(Coordinate labeling data)
::::::

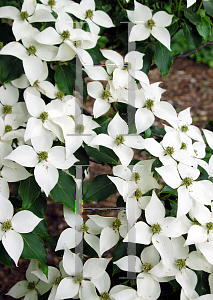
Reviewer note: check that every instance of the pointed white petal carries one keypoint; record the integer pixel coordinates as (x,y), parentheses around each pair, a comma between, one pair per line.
(46,175)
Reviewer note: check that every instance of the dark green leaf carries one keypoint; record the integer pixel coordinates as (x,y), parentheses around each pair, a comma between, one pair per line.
(65,78)
(102,155)
(5,259)
(96,54)
(39,207)
(202,287)
(64,190)
(208,5)
(163,59)
(82,156)
(10,68)
(29,190)
(99,189)
(191,35)
(34,248)
(193,17)
(204,29)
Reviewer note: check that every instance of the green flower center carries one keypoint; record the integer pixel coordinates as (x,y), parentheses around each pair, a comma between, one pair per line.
(51,3)
(150,24)
(135,176)
(24,15)
(187,181)
(183,146)
(78,278)
(31,285)
(89,14)
(105,296)
(31,50)
(209,226)
(78,44)
(138,194)
(169,150)
(8,128)
(195,222)
(156,228)
(119,139)
(58,280)
(181,263)
(184,128)
(59,95)
(65,34)
(149,103)
(7,109)
(106,94)
(147,267)
(84,228)
(43,155)
(116,224)
(127,66)
(79,128)
(44,116)
(7,225)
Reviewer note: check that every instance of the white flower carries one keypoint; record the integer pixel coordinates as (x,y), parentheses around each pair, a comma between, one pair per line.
(11,227)
(147,24)
(45,159)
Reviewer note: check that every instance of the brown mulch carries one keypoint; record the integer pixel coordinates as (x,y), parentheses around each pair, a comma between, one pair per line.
(188,85)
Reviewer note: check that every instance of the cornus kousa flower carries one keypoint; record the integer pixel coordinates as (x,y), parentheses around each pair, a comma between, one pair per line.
(184,276)
(71,237)
(112,228)
(119,140)
(80,277)
(188,188)
(123,69)
(29,287)
(21,25)
(146,24)
(44,159)
(86,11)
(11,227)
(148,259)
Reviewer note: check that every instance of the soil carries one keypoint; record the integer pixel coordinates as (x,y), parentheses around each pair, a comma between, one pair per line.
(188,84)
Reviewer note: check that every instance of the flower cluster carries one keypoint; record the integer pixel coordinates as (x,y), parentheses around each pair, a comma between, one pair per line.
(167,201)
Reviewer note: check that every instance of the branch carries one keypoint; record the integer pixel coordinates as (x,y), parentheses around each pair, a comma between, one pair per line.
(181,55)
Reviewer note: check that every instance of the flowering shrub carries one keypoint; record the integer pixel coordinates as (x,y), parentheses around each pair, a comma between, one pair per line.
(165,203)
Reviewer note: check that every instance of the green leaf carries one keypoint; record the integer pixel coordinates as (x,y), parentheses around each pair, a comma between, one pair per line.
(5,259)
(39,207)
(208,5)
(64,190)
(191,35)
(29,190)
(204,29)
(102,155)
(99,189)
(34,248)
(96,54)
(163,59)
(193,17)
(10,68)
(65,78)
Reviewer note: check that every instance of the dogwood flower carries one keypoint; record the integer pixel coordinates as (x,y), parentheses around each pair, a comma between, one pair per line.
(146,24)
(44,159)
(11,227)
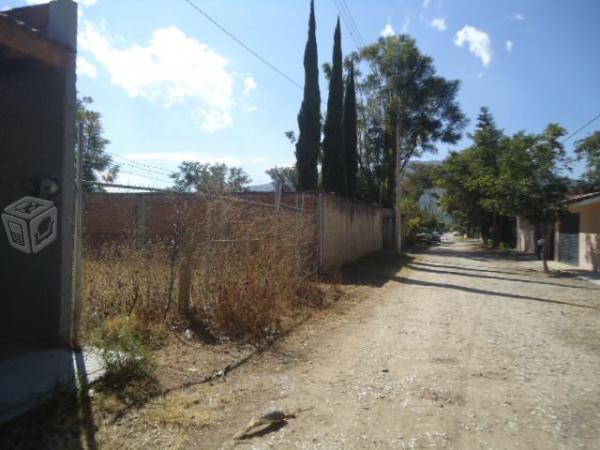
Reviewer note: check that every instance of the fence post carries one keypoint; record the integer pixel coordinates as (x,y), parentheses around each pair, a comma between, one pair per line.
(77,244)
(185,280)
(320,226)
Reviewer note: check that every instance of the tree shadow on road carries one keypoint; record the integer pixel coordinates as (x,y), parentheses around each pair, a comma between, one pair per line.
(418,266)
(410,281)
(374,270)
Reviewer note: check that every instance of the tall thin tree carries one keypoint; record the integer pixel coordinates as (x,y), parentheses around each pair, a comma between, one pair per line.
(350,135)
(309,117)
(334,161)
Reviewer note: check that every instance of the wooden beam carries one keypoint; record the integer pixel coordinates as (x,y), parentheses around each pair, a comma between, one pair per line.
(18,38)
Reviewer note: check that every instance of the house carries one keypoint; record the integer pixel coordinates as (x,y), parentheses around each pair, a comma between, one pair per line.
(576,237)
(37,141)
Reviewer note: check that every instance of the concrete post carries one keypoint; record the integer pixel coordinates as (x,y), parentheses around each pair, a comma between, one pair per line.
(398,200)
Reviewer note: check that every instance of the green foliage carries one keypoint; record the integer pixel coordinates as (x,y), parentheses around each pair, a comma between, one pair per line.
(499,178)
(402,94)
(589,149)
(334,160)
(350,135)
(97,164)
(286,177)
(209,178)
(531,182)
(309,118)
(127,362)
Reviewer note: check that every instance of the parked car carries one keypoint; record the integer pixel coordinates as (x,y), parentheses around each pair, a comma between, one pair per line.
(424,237)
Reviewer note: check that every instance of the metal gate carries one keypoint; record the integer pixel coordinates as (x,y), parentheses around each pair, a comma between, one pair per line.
(568,240)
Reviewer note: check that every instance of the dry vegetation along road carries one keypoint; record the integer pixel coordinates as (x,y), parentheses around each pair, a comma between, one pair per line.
(457,349)
(450,347)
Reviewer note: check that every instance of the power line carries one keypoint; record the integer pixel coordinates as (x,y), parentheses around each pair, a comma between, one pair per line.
(142,168)
(349,12)
(580,129)
(348,25)
(243,45)
(145,176)
(148,166)
(126,186)
(252,52)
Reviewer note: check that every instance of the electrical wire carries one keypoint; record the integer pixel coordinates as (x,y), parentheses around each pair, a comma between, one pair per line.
(580,129)
(243,45)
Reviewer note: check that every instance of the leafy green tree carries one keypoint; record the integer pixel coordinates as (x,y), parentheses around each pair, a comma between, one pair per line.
(97,165)
(209,178)
(309,118)
(589,149)
(350,135)
(284,177)
(334,160)
(462,198)
(487,152)
(409,108)
(532,182)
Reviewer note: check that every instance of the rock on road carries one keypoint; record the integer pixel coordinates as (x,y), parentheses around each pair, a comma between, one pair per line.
(453,348)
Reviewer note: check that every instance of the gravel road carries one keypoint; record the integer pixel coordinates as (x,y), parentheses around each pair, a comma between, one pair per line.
(450,347)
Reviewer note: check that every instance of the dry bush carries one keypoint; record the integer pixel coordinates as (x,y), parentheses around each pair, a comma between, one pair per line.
(233,268)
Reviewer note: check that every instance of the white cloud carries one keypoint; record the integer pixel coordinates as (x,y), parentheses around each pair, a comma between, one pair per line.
(212,120)
(83,2)
(84,67)
(249,85)
(388,31)
(439,23)
(479,42)
(171,69)
(406,25)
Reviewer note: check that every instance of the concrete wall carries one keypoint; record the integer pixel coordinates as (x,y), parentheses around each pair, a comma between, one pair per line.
(348,231)
(37,142)
(525,236)
(589,236)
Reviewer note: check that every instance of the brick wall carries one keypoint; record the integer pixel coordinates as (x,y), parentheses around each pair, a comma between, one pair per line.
(344,230)
(115,216)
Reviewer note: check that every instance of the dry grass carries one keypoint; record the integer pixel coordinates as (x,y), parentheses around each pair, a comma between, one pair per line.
(229,269)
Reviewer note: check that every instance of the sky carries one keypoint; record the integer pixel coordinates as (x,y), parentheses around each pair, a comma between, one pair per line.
(171,86)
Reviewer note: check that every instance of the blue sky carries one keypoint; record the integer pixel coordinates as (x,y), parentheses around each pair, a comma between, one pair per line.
(172,86)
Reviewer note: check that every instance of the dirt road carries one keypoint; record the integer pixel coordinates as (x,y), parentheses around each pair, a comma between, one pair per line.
(448,348)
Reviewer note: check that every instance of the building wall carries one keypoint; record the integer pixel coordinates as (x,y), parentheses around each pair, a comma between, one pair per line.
(589,236)
(37,142)
(348,230)
(525,236)
(345,230)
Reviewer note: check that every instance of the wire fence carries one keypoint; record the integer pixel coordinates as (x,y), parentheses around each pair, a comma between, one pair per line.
(235,266)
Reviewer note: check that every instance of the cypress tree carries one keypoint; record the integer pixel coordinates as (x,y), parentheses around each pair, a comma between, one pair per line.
(309,117)
(350,137)
(334,167)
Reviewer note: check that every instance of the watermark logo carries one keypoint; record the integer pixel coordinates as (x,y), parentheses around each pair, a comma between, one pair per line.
(30,224)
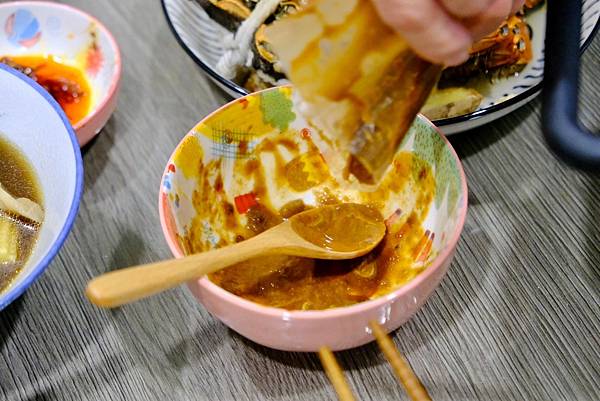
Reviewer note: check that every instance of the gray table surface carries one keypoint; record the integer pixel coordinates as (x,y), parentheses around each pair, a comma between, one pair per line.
(516,318)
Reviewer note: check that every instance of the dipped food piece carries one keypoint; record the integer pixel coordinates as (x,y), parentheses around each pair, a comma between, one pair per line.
(360,82)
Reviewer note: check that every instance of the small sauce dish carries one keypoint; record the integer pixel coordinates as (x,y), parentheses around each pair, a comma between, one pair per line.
(69,53)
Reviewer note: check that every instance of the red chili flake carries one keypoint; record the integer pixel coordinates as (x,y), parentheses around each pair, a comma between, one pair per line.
(390,220)
(245,202)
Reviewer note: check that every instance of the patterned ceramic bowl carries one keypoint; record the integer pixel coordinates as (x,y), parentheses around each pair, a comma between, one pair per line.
(206,190)
(29,28)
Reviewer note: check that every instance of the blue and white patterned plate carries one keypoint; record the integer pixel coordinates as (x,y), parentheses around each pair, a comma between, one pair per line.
(202,38)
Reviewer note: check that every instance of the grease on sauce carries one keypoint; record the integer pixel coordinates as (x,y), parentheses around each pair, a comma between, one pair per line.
(296,283)
(66,84)
(347,227)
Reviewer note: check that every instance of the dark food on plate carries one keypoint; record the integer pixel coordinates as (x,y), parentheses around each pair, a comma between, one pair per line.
(67,85)
(501,54)
(20,213)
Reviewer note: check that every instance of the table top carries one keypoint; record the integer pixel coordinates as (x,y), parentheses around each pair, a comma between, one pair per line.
(517,316)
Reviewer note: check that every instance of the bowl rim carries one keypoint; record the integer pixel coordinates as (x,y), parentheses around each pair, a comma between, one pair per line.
(280,313)
(442,122)
(14,292)
(115,77)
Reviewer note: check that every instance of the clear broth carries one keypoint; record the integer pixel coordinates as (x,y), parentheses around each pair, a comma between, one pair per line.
(19,179)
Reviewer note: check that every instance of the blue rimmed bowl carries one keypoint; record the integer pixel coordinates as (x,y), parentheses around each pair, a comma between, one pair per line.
(32,121)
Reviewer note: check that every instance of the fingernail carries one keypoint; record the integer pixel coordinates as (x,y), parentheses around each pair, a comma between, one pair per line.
(457,58)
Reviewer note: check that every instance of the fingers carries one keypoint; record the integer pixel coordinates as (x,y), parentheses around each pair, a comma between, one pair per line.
(466,8)
(489,21)
(442,31)
(428,28)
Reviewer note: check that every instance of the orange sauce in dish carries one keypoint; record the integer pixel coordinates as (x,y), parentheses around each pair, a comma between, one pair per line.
(227,214)
(345,227)
(67,85)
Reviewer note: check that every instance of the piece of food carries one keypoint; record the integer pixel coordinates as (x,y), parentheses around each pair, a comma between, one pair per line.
(20,206)
(8,241)
(20,211)
(493,57)
(451,102)
(500,54)
(360,82)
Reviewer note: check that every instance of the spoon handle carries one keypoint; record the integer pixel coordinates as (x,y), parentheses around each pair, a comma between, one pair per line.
(130,284)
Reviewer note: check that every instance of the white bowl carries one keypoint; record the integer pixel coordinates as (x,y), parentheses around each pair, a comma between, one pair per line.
(32,121)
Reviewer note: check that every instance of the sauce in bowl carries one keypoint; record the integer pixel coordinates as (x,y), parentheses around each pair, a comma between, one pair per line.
(346,227)
(67,85)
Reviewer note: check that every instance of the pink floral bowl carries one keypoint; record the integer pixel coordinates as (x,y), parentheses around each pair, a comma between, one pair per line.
(29,28)
(202,173)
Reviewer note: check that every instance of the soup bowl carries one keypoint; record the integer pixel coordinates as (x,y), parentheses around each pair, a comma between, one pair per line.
(199,174)
(33,28)
(35,124)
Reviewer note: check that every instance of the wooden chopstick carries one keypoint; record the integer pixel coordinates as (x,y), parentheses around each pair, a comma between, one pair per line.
(413,386)
(402,369)
(335,375)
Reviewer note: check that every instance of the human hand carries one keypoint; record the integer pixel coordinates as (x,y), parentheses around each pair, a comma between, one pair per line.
(442,31)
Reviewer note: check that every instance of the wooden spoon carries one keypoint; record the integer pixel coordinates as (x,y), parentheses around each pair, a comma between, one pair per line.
(343,231)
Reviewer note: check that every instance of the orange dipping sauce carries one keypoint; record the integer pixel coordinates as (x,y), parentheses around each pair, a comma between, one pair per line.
(67,85)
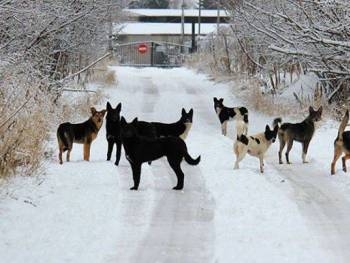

::::::

What to produce: Which lines in the records above contain the word "orange"? Report each of them in full.

Response below:
Reviewer note: check that every instance of the orange sauce in dish carries one keypoint; record the integer pixel coordinates as (x,y), parentheses around each pair, a comma between, one pair per line.
Reviewer note: check that every instance of the orange dipping sauce carries one keypoint; record the integer pixel coordinates as (x,y), parentheses around each pair, a comma between, one pair per line.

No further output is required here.